> **Try it**:
Please answer these questions about the maple syrup passage below:
(a) How many bottles did they start out with?
(b) What kind of bottle does Drip use?
(c) What three varieties come in each pack?

> **Passage provided**:
▶
It turned out that Leder’s wife had connections to a farmer near St. Jacobs, ON., who made “the best maple syrup I’ve ever tasted in my life,” according to Greenberg.
They started out with 600 bottles, but once they got picked up by the website Lovely Package and Wallpaper magazine, demand started to outweigh supply (Greenberg even got a call from a woman in Amsterdam). Now they’re in the process of manufacturing it on a grander scale, with plans to start selling it in stores soon.
Dripping with style
The idea of using a bottle with a pipette dropper came out of Greenberg’s first experience with the classic condiment: “When I first tried it, I spilled it all over, and I felt like you didn’t need as much. I liked the idea that I could control the amount that drips onto my food.” Greenberg also wanted Drip to be the “purest essence of maple” – a precious product that requires only a small amount to get the full effect.
The syrup comes in packs of three varieties – blonde, amber and copper – each with a description written in a quirky, irreverent style. On the amber bottle, for instance, it says, “When we first tasted amber, our president wept with joy & ruined her favourite cashmere sweater. She wasn’t even mad (& she loved that sweater).”
“I think brands do better today with voices because they start a relationship with you,” says Greenberg.
◀
> **Given information**:
▶
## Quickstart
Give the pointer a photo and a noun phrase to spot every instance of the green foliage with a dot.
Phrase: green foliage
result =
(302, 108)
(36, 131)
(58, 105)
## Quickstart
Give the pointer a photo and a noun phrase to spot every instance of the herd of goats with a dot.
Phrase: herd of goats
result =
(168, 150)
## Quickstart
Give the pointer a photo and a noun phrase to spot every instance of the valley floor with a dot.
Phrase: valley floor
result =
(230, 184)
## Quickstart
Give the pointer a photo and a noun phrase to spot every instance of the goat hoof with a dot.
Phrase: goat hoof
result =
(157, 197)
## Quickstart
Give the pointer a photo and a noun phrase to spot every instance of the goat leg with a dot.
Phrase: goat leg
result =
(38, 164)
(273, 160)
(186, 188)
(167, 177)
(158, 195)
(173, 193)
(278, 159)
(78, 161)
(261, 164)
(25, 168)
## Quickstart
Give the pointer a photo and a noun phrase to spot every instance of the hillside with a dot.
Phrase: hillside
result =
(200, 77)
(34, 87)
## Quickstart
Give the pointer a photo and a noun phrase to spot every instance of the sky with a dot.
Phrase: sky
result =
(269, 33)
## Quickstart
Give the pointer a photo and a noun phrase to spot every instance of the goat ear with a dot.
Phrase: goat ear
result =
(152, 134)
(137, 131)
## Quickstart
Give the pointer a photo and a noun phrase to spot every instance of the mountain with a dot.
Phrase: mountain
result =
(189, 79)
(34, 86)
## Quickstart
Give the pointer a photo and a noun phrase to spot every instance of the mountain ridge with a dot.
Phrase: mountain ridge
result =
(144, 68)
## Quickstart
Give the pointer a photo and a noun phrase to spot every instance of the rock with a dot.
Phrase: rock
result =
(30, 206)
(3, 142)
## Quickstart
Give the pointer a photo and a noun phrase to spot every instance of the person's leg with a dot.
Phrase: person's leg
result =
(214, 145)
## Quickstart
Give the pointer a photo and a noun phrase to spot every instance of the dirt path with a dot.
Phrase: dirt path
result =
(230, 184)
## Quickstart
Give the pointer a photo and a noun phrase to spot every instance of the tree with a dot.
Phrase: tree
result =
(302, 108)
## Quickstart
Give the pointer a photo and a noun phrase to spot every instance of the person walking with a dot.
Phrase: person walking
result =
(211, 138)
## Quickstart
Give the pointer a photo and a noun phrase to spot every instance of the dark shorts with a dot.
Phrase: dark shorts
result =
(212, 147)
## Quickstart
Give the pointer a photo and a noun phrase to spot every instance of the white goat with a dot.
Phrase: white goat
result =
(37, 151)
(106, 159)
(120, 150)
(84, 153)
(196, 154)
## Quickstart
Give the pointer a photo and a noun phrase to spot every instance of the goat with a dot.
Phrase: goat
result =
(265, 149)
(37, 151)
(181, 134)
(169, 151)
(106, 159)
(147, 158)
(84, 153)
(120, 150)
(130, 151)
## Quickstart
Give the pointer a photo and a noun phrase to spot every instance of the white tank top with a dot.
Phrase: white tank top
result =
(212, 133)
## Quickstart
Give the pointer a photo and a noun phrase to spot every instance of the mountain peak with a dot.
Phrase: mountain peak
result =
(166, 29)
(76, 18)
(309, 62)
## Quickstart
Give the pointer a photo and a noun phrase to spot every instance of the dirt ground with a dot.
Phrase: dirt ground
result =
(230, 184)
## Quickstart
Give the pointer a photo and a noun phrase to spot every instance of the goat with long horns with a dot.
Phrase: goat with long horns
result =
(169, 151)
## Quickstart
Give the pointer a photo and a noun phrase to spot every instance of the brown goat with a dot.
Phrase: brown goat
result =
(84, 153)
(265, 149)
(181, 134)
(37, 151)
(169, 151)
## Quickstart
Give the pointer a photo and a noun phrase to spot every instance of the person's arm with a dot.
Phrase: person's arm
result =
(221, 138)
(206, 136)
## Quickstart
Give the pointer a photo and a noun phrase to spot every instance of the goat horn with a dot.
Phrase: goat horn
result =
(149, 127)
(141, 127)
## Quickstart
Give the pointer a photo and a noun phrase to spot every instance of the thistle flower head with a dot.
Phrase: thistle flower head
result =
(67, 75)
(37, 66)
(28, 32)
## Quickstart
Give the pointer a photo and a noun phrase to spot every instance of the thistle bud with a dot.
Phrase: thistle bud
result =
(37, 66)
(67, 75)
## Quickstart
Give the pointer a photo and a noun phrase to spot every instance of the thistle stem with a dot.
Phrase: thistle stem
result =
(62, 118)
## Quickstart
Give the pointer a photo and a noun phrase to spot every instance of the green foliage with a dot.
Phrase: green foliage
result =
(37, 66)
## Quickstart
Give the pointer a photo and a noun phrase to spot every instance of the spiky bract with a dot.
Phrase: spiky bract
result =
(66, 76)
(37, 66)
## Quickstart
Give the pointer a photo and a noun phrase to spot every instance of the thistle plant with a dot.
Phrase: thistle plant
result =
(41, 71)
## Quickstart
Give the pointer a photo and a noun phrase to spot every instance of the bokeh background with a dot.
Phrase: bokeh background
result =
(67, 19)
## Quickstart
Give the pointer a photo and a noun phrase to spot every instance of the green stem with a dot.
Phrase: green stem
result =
◀
▶
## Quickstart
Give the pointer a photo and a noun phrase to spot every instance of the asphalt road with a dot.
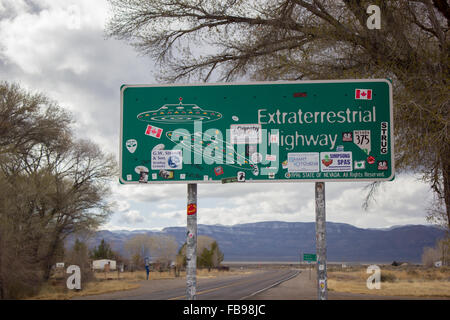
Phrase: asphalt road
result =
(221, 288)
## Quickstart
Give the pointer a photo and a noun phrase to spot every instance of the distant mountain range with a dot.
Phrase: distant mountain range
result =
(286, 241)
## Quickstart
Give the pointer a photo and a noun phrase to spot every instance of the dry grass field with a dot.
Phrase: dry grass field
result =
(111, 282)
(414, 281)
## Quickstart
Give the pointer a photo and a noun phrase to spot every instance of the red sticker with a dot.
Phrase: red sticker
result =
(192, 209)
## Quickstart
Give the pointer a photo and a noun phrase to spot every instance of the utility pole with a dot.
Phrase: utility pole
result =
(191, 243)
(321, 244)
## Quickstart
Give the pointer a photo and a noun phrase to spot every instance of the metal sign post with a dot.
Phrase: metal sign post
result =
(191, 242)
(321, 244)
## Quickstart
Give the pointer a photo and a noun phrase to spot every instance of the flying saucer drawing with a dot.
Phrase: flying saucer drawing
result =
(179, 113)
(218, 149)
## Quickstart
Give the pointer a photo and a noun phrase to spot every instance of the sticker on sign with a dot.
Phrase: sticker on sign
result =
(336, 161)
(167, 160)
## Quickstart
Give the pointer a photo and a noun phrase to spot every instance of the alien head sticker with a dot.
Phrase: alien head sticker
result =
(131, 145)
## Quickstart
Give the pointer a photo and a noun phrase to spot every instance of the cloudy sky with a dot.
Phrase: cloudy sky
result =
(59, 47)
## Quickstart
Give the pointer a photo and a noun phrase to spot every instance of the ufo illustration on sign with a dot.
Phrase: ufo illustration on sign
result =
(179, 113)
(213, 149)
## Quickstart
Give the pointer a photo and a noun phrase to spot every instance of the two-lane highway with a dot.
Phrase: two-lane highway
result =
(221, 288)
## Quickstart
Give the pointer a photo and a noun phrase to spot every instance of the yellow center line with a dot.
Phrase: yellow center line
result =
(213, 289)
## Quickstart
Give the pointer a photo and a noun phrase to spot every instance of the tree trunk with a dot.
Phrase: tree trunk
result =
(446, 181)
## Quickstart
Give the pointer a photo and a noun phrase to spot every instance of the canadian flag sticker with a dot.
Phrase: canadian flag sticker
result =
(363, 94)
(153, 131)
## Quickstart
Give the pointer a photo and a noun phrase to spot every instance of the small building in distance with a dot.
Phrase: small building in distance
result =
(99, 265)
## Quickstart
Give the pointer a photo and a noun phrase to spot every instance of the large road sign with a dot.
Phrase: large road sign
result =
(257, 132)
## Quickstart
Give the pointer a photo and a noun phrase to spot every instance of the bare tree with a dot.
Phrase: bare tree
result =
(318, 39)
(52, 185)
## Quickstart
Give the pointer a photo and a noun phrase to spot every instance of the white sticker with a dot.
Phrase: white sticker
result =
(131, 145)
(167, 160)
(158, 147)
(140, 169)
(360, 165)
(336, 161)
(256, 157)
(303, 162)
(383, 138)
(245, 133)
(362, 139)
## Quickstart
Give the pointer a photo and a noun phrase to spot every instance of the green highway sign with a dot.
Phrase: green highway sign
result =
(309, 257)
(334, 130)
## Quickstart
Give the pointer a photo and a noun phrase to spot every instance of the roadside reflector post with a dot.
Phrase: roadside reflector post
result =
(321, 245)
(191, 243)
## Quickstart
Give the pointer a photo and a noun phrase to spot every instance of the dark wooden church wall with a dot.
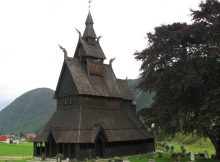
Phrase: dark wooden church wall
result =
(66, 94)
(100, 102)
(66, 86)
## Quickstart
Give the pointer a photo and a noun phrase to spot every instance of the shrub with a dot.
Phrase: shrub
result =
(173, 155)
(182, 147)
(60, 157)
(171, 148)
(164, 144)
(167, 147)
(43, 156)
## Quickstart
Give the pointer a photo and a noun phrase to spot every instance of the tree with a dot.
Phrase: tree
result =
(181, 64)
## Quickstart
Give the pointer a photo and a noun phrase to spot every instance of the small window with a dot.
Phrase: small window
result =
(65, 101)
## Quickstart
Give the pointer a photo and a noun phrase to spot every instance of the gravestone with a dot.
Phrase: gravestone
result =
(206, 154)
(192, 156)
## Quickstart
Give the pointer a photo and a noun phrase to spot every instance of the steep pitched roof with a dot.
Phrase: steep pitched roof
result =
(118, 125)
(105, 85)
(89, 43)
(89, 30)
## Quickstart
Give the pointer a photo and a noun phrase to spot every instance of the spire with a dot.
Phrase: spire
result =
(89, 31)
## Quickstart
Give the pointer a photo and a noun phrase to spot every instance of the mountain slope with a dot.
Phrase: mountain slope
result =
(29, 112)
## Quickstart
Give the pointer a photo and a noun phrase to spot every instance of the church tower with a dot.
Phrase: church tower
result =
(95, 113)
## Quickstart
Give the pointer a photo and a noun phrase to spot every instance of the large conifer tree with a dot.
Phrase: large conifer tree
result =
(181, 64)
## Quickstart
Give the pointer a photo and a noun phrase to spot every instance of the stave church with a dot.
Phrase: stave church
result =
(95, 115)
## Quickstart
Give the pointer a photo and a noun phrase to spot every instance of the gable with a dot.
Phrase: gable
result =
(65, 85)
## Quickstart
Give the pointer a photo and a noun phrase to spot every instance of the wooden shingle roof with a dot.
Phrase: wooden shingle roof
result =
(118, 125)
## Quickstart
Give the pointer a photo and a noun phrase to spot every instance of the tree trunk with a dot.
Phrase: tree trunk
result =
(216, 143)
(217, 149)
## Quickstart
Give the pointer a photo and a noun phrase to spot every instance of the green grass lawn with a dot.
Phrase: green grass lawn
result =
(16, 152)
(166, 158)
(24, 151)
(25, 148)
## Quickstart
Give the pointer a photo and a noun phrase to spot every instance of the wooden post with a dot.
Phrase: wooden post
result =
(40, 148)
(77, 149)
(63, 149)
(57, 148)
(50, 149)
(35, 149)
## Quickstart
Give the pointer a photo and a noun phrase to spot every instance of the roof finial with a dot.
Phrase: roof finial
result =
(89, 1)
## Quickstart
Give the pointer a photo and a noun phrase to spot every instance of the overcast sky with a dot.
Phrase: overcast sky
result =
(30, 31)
◀
▶
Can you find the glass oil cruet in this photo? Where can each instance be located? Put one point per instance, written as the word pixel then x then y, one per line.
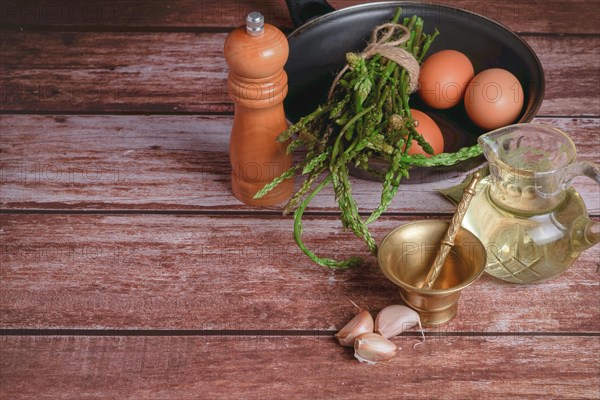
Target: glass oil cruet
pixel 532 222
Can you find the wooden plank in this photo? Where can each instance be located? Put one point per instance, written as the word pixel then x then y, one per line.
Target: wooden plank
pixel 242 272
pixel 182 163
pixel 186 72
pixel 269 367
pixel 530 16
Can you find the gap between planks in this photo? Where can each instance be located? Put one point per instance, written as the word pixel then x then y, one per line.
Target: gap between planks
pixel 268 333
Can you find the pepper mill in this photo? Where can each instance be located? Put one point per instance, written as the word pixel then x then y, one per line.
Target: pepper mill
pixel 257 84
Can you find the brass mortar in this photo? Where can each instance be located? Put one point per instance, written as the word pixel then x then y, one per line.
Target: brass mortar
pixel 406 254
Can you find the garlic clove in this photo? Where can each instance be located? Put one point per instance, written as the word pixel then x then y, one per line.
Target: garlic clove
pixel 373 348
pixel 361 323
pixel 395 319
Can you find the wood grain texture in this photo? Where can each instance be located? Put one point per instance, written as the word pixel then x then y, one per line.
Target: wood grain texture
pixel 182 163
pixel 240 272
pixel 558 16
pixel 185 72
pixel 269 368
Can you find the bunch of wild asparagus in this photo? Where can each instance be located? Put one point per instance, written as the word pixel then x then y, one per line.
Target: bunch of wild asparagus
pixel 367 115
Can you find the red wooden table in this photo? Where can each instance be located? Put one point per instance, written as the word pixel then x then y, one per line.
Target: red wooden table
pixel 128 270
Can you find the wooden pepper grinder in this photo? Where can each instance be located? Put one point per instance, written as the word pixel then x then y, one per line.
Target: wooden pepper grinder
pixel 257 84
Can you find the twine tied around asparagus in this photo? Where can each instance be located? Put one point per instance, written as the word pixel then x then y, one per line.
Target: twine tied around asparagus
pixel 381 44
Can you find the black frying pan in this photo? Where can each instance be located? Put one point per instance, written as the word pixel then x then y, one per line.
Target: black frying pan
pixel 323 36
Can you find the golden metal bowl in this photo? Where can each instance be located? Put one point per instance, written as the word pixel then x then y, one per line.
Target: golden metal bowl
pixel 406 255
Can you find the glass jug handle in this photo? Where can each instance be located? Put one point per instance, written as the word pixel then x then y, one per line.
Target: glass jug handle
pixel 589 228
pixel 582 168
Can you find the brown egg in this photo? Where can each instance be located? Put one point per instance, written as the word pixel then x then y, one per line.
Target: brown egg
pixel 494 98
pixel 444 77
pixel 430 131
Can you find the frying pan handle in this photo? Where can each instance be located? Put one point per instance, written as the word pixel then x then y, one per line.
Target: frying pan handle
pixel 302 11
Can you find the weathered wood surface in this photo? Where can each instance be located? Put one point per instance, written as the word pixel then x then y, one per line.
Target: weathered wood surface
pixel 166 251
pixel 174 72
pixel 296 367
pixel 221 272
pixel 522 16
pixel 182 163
◀
> **Solution for this task**:
(a) 600
(b) A bottle with a pipette dropper
(c) Blonde, amber and copper